━━━ RECORDS SHOWN ━━━

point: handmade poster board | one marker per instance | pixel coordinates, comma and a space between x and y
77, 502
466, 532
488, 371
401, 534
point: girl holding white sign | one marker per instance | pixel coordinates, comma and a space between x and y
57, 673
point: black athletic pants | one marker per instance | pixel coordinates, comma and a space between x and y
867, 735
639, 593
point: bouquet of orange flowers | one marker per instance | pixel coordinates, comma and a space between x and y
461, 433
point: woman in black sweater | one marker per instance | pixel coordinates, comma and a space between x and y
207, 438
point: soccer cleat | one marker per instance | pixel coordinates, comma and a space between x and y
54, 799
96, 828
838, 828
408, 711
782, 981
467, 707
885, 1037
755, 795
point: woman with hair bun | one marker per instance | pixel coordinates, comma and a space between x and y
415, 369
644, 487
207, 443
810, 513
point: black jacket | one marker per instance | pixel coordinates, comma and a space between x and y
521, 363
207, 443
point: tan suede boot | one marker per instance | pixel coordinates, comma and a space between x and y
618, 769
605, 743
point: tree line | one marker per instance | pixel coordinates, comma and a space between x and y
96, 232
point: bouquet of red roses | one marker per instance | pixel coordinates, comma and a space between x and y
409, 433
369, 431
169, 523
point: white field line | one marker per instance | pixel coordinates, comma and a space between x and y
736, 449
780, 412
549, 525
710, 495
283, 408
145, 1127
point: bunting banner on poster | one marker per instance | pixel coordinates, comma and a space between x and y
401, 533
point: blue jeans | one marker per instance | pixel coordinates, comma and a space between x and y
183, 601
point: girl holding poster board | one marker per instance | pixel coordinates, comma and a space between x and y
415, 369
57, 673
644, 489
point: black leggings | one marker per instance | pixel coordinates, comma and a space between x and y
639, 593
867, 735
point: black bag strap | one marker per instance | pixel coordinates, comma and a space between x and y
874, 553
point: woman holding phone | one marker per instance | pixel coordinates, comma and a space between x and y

━━━

*PROBLEM TO WORK ON*
Put every line of the material above into a numbered list, leaving out any blank lines.

*RESPONSE TO THE EXERCISE*
1. point: handmade poster board | one marker per instance | pixel coordinates, comma and a space between x and y
2. 77, 502
3. 466, 532
4. 488, 371
5. 401, 534
6. point: girl holding white sign | one marker per instance | pixel coordinates, comma and a space between x and y
7. 57, 673
8. point: black athletic pants | one marker per instance | pixel coordinates, comma and a space between x and y
9. 867, 735
10. 639, 593
11. point: bouquet of orange flowers | one marker per instance | pixel coordinates, comma and a space between x and y
12. 461, 433
13. point: woman in black sweater | one marker per instance | pixel coordinates, comma and a space between x and y
14. 207, 438
15. point: soccer cleat | one marker per instance | pixel coordinates, comma and a space between x and y
16. 54, 799
17. 96, 828
18. 838, 828
19. 408, 711
20. 782, 981
21. 467, 707
22. 885, 1037
23. 755, 795
24. point: woman with hair bun | one marker per instance | pixel coordinates, comma and a space between x and y
25. 415, 369
26. 644, 487
27. 207, 443
28. 810, 513
29. point: black jacket | one marker per instance | pixel coordinates, comma and a space between x and y
30. 521, 363
31. 207, 443
32. point: tan suede boot | one marker per instance | pixel coordinates, comma and a space between x and y
33. 618, 769
34. 605, 743
35. point: tree line | one marker per instance | pixel coordinates, comma and a space between x and y
36. 96, 232
37. point: bouquet of red roses | one marker per instance | pixel coordinates, comma and a space between x and y
38. 409, 433
39. 369, 431
40. 169, 523
41. point: white field line | one marker per instance | pixel coordinates, comma and a space between x and y
42. 736, 449
43. 780, 412
44. 549, 525
45. 710, 495
46. 283, 408
47. 145, 1127
48. point: bunting banner on poster | one marker per instance | pixel coordinates, comma and a space between x and y
49. 401, 533
50. point: blue jeans | one marker per instance | pixel coordinates, comma and a space between x and y
51. 183, 601
52. point: girl holding poster board | one marker per instance | pixel coordinates, comma and a space between x and y
53. 415, 369
54. 57, 673
55. 644, 489
56. point: black leggings | one marker per instance | pixel coordinates, comma and a space between x and y
57. 639, 593
58. 867, 735
59. point: black bag strap | one marker per instance | pixel coordinates, comma and a space between x and y
60. 874, 553
61. point: woman holding phone | one marker per instance | pixel coordinates, comma and a space between x and y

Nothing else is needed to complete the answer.